Goal of the exercise:
Make an exact copy of all the entries, with the pictures left out.

(Data extracted from a collection)
= = = = = = =
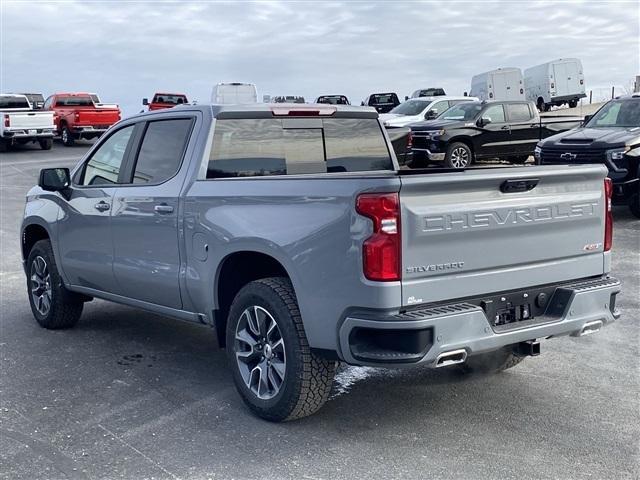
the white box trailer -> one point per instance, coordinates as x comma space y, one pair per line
555, 83
500, 84
234, 93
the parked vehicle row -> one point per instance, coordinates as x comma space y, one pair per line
21, 124
312, 264
549, 84
611, 137
475, 130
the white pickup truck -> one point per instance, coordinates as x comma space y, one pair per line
21, 124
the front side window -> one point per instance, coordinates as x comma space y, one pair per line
104, 166
162, 150
519, 112
495, 113
258, 147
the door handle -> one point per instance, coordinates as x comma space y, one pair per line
163, 208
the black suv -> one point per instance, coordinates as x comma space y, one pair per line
610, 136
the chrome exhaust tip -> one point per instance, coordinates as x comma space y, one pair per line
590, 327
451, 358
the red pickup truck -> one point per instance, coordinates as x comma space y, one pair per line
165, 100
77, 116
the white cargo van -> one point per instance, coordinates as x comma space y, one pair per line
555, 83
501, 84
234, 93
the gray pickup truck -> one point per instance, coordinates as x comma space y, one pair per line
293, 232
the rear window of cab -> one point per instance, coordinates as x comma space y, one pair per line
276, 146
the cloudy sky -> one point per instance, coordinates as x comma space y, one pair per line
128, 50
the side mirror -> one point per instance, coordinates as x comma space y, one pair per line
484, 121
54, 179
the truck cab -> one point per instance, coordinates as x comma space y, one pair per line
77, 116
165, 100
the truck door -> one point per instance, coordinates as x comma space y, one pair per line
524, 127
84, 236
494, 139
561, 75
144, 219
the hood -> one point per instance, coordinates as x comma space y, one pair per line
438, 124
596, 137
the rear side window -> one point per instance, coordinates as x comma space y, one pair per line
162, 150
519, 112
495, 113
258, 147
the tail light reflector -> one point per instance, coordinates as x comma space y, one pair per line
608, 215
381, 251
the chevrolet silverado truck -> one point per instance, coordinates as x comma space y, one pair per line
21, 124
611, 137
291, 230
77, 116
477, 130
165, 100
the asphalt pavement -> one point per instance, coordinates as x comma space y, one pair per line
128, 394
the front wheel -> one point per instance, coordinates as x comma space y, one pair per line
274, 370
458, 156
45, 143
52, 305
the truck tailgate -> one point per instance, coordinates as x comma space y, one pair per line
99, 117
463, 236
30, 120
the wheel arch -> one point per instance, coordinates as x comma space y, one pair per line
234, 271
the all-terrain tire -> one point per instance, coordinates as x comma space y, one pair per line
65, 307
492, 362
307, 377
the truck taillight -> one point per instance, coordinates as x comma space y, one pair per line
608, 215
381, 251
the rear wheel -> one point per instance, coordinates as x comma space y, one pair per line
67, 137
274, 370
492, 362
45, 143
458, 156
52, 305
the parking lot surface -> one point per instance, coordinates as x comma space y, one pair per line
128, 394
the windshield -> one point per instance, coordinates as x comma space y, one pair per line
172, 99
333, 99
13, 102
462, 111
617, 113
383, 98
411, 107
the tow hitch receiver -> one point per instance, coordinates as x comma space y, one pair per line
530, 348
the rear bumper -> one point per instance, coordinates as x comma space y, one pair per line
35, 133
421, 336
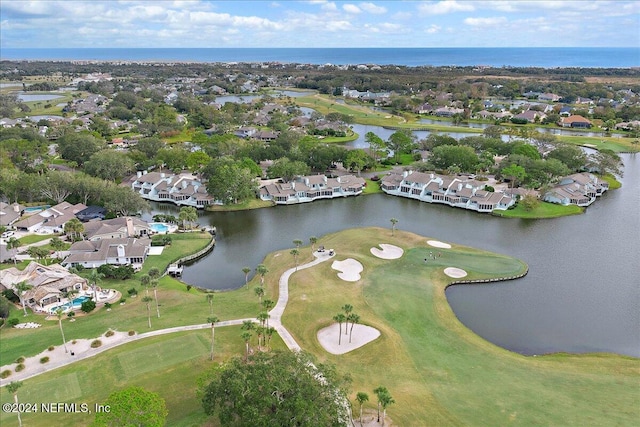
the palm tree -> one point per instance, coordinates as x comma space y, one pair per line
145, 281
385, 400
154, 273
59, 315
269, 332
94, 278
295, 253
361, 397
154, 285
246, 336
12, 388
21, 288
394, 221
354, 318
57, 244
379, 392
147, 300
348, 308
262, 269
210, 301
340, 318
13, 244
246, 271
259, 290
213, 320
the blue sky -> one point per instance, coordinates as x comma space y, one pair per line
318, 23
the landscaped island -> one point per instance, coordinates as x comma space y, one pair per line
438, 371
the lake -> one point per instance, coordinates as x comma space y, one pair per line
582, 293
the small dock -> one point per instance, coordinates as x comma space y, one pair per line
175, 270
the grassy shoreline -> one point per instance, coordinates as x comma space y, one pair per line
438, 371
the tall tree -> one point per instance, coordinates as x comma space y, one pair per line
212, 320
133, 406
59, 316
340, 318
394, 221
295, 253
13, 388
147, 300
361, 397
12, 245
21, 288
246, 271
262, 269
236, 395
379, 392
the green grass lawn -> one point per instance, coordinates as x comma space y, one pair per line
543, 210
437, 370
170, 365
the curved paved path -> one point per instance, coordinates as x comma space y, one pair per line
34, 367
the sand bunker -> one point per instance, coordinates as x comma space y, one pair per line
360, 335
438, 244
455, 272
349, 269
387, 251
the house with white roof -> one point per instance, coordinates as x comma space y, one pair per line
183, 189
460, 192
313, 187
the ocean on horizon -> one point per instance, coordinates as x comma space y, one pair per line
589, 57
= = = = = = =
Expected output:
the white box trailer -> one point per instance, coordinates as x comma space y, one pair per line
555, 83
500, 84
234, 93
the parked vehicle row -> one point per instance, coordinates as x comma space y, one pair per line
21, 124
312, 264
549, 84
611, 137
475, 130
the white pickup truck -> one point per instance, coordinates as x comma space y, one pair per line
21, 124
the front side window -> one point per instance, coordinates as x comma space y, one pair per line
104, 166
162, 150
519, 112
495, 113
258, 147
the door handle -> one point per instance, coordinates as x comma space y, one pair per line
163, 208
the black suv -> one point per instance, coordinates as x comma space y, one pair per line
610, 136
the chrome exhaust tip -> one point per instance, coordinates as x comma space y, one pair per line
590, 327
451, 358
the red pickup truck -> one point per instance, coordinates as x comma space y, one pair per line
165, 100
77, 116
the white cargo van -> one point per instance, coordinates as x comma space y, one pair per line
555, 83
501, 84
234, 93
the gray pickup truck -> one point per instance, coordinates as x comma space y, one pair per line
293, 232
the rear window of cab -> one point per instance, coordinates as x comma space y, one pair per line
276, 146
the cloudy sky -> one point per instance, coordinates as x comma space y, one pair per line
128, 50
the side mirror -> one point per instance, coordinates as x comma space y, one pair per line
484, 121
54, 179
the truck cab -> one point per instance, coordinates as x comma space y, one pair per line
77, 116
165, 100
the truck door -> one point per instance, coordinates as x comma space y, one pair per line
524, 127
84, 236
494, 139
561, 75
144, 219
the hood -> one point per instance, coordinates as x comma space y, one pair per line
438, 124
596, 137
the rear side window -> one point per instance, coordinates as x comma space y, one pair per line
162, 150
519, 112
495, 113
258, 147
the tail light reflector -> one point per instance, coordinates as x comma space y, one pair per line
608, 215
381, 251
the chevrolet silverado truck -> one point per instance, coordinates as x comma space y, one pair per line
21, 124
611, 137
291, 230
77, 116
477, 130
165, 100
the asphalt pavement -> one point per instance, coordinates as x comma space y, one pair per line
128, 394
the front wheel -> one point per instance, coordinates as x comma space y, one pair per line
274, 370
458, 156
45, 143
52, 305
the truck tailgate -> one point per instance, coordinates as x comma space y, one pair per line
99, 117
463, 236
30, 120
the wheel arch -> one point per instance, coordinates as x comma space y, one pair per line
234, 271
the all-terrain tire -> one point per instance, coordinates as x comma space y, one pair per line
65, 307
492, 362
307, 377
the truck taillight -> one point per instance, coordinates as x comma space y, one pair per line
608, 215
381, 251
the rear wheel -> one point per instance, coordinates as x comma space y, one pair per line
67, 137
274, 370
492, 362
45, 143
458, 156
52, 305
the parking lot surface -> one point per instance, coordinates as x comma space y, one pair per line
128, 394
the windshield -> one point per instance, coordinates as x comma space y, one pair per line
172, 99
333, 99
13, 102
462, 111
617, 113
383, 98
411, 107
the tow hitch receiver -> one point per instance, coordinates as x comma space y, one pair per line
530, 348
the rear bumper -> one point per instance, coordinates as x comma space y, one pair per line
35, 133
421, 336
the palm tree -> one point per instance, coordinates as x comma space y, one pair per line
145, 281
385, 400
154, 273
59, 315
269, 332
94, 278
295, 253
361, 397
154, 285
246, 336
12, 388
21, 288
394, 221
354, 318
57, 244
379, 392
147, 300
348, 308
262, 269
210, 301
340, 318
13, 244
246, 271
259, 290
213, 320
the blue sky -> one point per instance, coordinates as x comma space y, one pair per line
318, 23
the landscaped island -> one point per instance, coordinates as x comma space y, one pair per line
438, 371
the lake -> one point per instance, coordinates as x comma space y, one pair per line
582, 293
the small dock -> one point per instance, coordinates as x comma space y, one pair per line
175, 270
the grassy shoreline -> one point per instance, coordinates as x comma space y, one pair per line
438, 371
the tall tree -> one point per instance, coordinates as x comma space y, one pair per line
212, 320
133, 406
59, 316
340, 318
394, 221
295, 253
13, 388
147, 300
361, 397
12, 245
21, 288
246, 271
262, 269
236, 395
379, 392
the green grass lawn -> one point per instance, coordinates as x comma space y, one pair per line
543, 210
437, 370
170, 365
the curved paved path -> one point per instance, coordinates as x comma space y, one pair per line
34, 367
the sand bunker -> one point per instance, coordinates as x comma space y, one pair per line
360, 335
438, 244
455, 272
349, 269
387, 251
the house with white roof -> one point per instance, coordinates as x comma space y, one pair per line
183, 189
460, 192
313, 187
the ocean on horizon -> one point per instance, coordinates as x comma space y, one pair per line
589, 57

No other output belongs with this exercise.